Текст:
===============

Время судорог, щекотки и томления интеллекта

Валерия Семеновна Шубина родилась в Москве. Печаталась в «Литературной России», «Литературной газете», в журналах «Континент», «Москва», «Литературная учеба» и других. Автор нескольких книг прозы.Член Союза писателей России.

Время судорог, щекотки и томления интеллекта

♦ Варлам Шаламов как мера издательской совести


 

Время судорог, щекотки и томления интеллекта

Посвящается Леониду Бородину

Вот он входит с улицы, после будней и мрака, и возле зеркал, в лучистом сиянии, застает оживление. При этом ну просто царит, всех выше и всех заметней, она – самая светлая, волоокая, меланхолическая. Уста общаются, глаза отчуждают, голова утопает в кудрях. Вся в центре людей и вниманий. «Вот это да! Еще и звучит, как скрипка Страдивари», – думает человек с улицы, пронося свое изумление мимо. Взбегает по лестнице, по красной линейной дорожке, защемленной железом, делает передышку на марше и, достигнув последней ступеньки, шажками-шажочками вступает в преддверие.

Безлюдный торг со стяжательской цифрой в витринах, постное око смотрительницы – ничто не трогает проходящего. Он снова переступает порог, теперь уже зала, и занимает кресло. Вперяется в никуда. Поддельные ампиры на сцене слишком с иголочки, чтобы удерживать взгляд, правда, и они уже с прошлым – виды видали, даже голый зад сочинителя, выскочившего читать стихи нагишом (практика, может, и позабытая, зато упование на силу поэзии налицо).

===============

Записи:
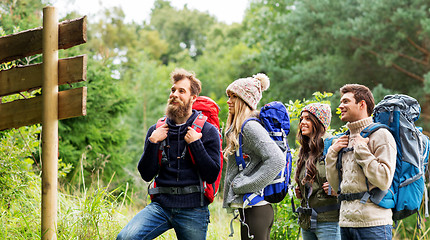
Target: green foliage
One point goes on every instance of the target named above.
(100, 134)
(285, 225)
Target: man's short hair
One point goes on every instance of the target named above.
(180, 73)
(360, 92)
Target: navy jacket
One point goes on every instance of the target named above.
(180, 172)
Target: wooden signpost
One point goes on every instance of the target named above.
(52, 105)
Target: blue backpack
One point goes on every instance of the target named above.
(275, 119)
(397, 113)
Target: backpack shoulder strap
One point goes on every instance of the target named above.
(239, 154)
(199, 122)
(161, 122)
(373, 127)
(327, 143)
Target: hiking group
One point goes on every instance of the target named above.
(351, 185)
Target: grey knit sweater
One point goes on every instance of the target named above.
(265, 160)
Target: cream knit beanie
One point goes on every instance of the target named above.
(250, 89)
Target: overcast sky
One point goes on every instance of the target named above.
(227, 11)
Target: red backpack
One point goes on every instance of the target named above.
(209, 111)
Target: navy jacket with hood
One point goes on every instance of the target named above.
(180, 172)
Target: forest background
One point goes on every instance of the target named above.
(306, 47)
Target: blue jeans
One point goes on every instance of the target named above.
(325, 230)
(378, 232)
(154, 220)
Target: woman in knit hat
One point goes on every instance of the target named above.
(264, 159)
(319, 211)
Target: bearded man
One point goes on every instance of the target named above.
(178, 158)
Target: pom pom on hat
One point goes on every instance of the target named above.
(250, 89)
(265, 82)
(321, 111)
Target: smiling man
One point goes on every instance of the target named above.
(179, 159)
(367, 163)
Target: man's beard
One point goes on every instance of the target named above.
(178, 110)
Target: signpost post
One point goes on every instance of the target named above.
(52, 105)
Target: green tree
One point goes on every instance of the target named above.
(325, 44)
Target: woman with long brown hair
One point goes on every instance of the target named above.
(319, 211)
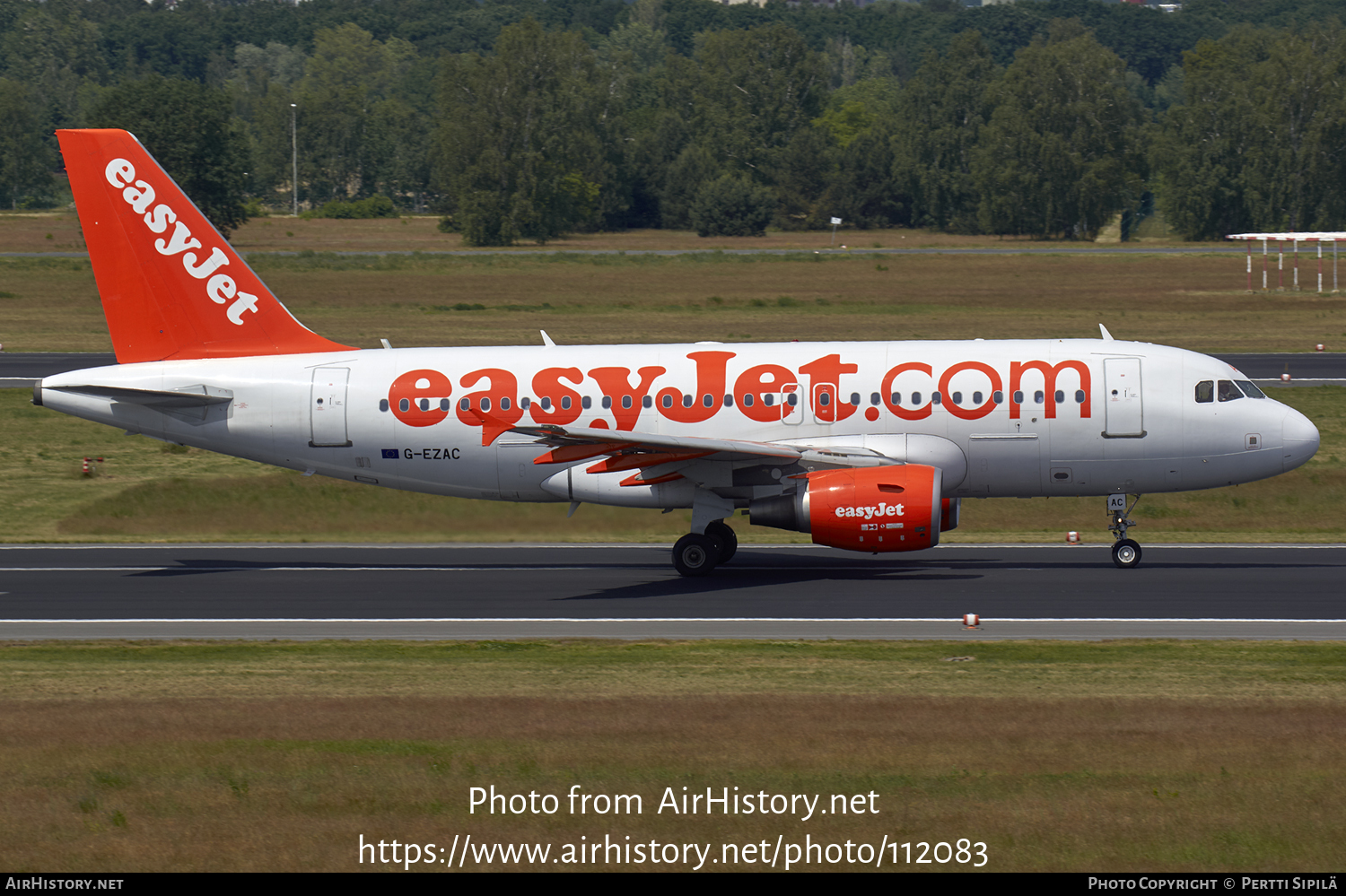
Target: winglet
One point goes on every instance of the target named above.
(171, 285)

===============

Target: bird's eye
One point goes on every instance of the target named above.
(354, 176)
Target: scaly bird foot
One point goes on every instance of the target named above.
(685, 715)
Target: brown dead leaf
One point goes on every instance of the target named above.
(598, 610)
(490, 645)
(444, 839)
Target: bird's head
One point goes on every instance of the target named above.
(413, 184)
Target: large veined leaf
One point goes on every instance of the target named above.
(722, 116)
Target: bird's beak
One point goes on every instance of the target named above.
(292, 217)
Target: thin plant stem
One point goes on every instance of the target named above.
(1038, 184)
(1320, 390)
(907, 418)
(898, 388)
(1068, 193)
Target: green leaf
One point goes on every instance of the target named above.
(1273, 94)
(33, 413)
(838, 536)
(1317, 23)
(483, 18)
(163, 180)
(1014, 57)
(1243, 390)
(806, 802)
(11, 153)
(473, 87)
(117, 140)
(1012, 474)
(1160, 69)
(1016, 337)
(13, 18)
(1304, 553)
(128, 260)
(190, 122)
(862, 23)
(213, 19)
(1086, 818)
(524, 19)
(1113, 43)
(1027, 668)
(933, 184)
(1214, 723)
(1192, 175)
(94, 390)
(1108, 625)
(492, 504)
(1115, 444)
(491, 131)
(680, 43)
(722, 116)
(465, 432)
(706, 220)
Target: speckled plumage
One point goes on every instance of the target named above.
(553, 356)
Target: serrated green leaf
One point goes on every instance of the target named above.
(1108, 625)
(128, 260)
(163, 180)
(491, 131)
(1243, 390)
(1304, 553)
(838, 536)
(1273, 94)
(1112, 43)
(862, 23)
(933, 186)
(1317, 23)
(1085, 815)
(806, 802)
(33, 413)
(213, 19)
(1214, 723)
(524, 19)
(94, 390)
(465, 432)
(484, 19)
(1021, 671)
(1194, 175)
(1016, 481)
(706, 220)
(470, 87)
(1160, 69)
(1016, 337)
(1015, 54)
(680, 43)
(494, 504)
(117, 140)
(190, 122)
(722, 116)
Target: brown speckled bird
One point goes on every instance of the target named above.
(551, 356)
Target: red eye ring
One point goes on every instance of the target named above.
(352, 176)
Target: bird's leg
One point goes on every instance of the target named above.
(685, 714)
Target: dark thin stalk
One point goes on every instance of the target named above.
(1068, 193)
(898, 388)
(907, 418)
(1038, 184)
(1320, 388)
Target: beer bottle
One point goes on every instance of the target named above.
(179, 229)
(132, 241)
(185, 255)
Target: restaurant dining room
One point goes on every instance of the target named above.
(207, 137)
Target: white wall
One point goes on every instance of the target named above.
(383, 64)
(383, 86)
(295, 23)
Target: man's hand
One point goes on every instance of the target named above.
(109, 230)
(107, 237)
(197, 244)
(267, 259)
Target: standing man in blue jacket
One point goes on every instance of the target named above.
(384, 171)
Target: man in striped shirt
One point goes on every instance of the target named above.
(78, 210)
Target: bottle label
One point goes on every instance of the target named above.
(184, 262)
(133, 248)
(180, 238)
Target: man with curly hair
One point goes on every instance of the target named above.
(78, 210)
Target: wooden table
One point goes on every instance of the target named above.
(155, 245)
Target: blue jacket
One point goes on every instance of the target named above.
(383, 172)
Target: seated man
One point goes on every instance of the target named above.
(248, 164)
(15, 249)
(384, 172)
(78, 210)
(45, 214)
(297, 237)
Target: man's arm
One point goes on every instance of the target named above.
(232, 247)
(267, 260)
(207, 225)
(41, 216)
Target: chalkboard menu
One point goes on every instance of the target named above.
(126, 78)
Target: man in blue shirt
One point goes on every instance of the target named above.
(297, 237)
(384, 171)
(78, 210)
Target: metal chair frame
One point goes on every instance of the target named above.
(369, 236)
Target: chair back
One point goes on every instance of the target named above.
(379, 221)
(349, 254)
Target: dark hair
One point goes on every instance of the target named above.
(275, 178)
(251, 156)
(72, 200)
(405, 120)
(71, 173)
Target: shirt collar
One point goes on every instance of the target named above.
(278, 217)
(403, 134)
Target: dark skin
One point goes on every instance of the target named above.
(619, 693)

===============

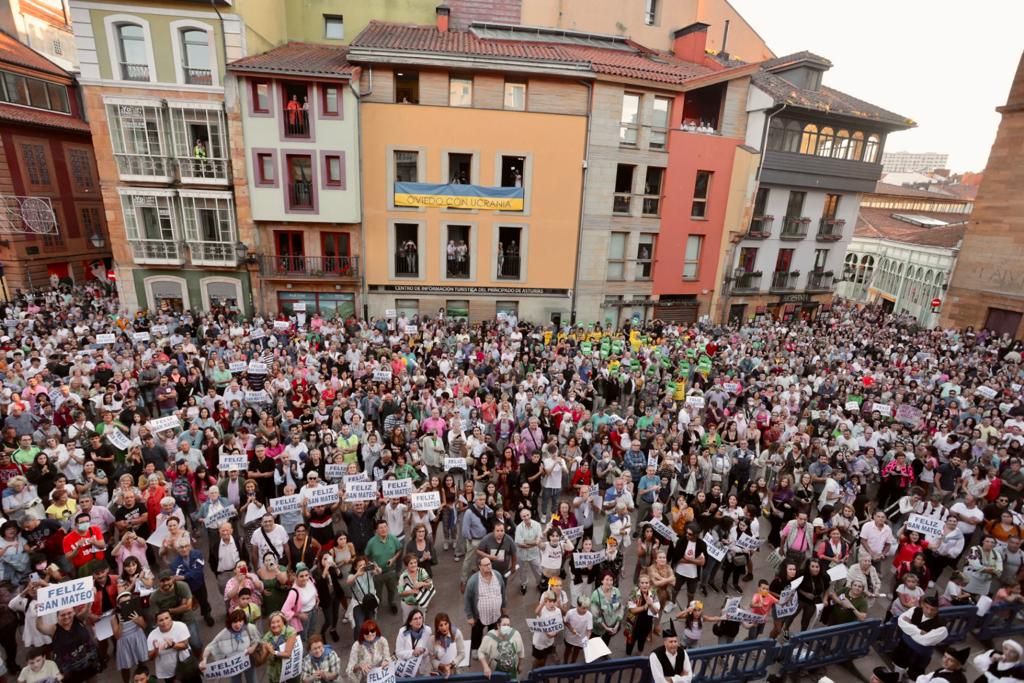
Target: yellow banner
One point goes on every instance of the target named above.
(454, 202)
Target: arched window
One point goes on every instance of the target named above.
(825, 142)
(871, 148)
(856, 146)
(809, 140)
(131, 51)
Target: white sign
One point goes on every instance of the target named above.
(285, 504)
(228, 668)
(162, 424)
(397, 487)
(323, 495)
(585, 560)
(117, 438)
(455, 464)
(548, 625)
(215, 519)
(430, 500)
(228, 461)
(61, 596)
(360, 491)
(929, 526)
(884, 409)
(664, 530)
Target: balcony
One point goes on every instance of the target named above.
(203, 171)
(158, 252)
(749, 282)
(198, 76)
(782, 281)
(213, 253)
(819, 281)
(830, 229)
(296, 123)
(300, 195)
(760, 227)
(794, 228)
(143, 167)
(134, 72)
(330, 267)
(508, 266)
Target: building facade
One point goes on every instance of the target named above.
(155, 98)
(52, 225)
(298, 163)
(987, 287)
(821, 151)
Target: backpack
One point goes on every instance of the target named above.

===============

Ответьте на вопросы по тексту:
(a) В каком городе родилась Валерия Семеновна Шубина?
(b) Кому посвящено «Время судорог, щекотки и томления интеллекта»?
(c) С чем человек с улицы сравнивает, как она звучит?
Записи представляют собой отдельный материал, не связанный с текстом.

Ответ:
(a) В Москве.
(b) Леониду Бородину.
(c) Со скрипкой Страдивари.